WORK TO COMPLETE: In the forum post below about finding primitive functions, what substitution does the poster start with? Please answer in one sentence.

SELECTED PASSAGE:

Hello, I am having trouble with solving the problem below

The problem

Find all primitive functions to $f(x) = \frac{1}{\sqrt{a+x^2}}$.
(Translated to English)

The attempt
I am starting with substituting $t= \sqrt{a+x^2} \Rightarrow x = \sqrt{t^2 - a}$ in $$\int \frac{1}{\sqrt{a+x^2}} \ dx \rightarrow \int \frac{1}{t} \ dx$$
$\frac{dx}{dt} = D \left( \sqrt{t^2 - a} \right) = \frac{1}{2 \sqrt{t^2 - a}} \cdot 2t = \frac{t}{\sqrt{t^2 - a}}$
.
$dx = \frac{t}{\sqrt{t^2 - a}} \cdot dt$

Together we get:
$$\int \frac{1}{t} \frac{t}{\sqrt{t^2 - a}} \cdot dt = \int \frac{1}{\sqrt{t^2 - a}} \cdot dt$$

This is where I get stuck since this integral is not much easier to solve that the original.

DATA BLOCK:
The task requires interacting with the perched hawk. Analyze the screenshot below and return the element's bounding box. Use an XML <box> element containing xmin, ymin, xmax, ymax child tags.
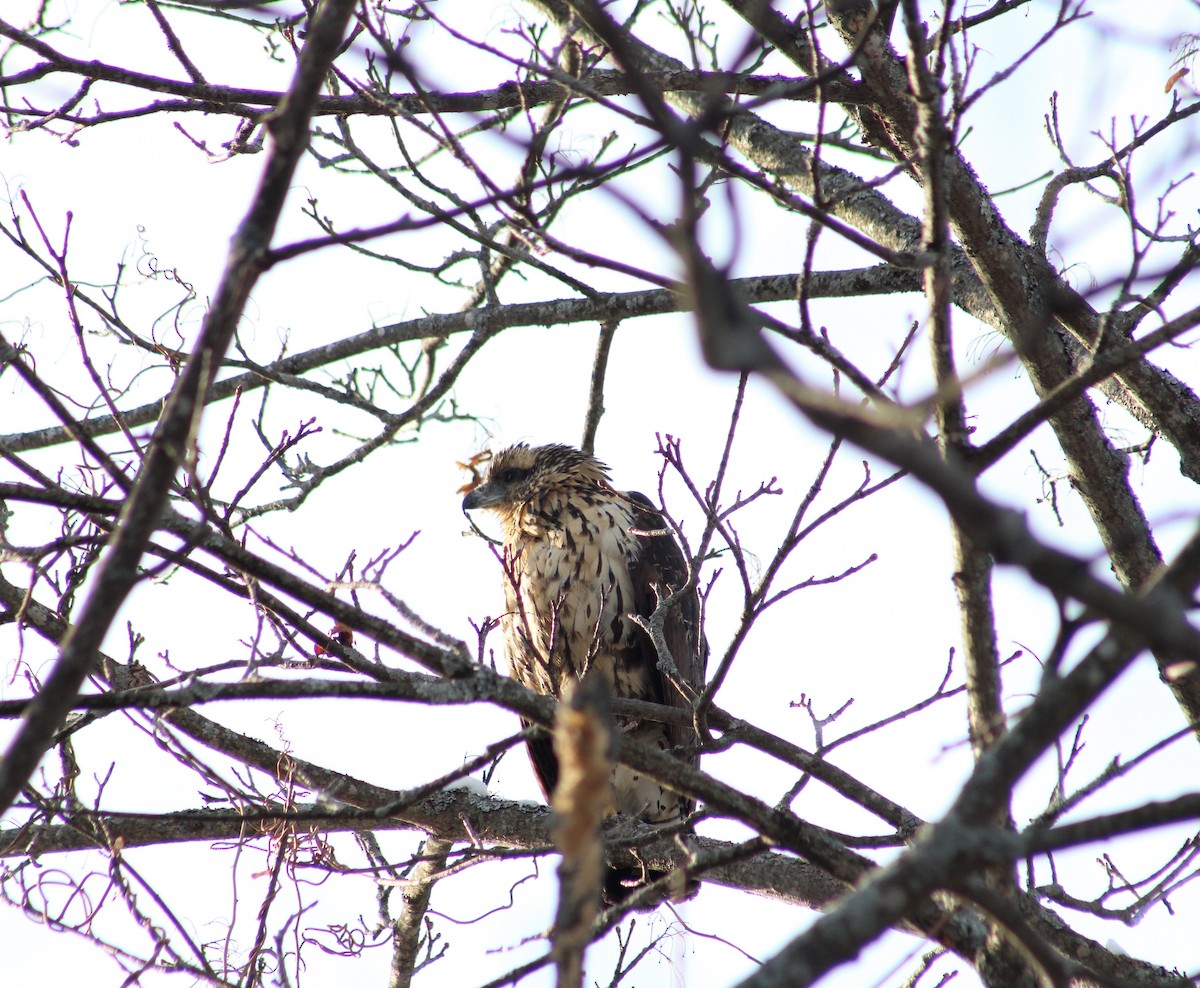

FULL RESPONSE: The poster substitutes $t = \sqrt{a+x^2}$, which gives $x = \sqrt{t^2 - a}$.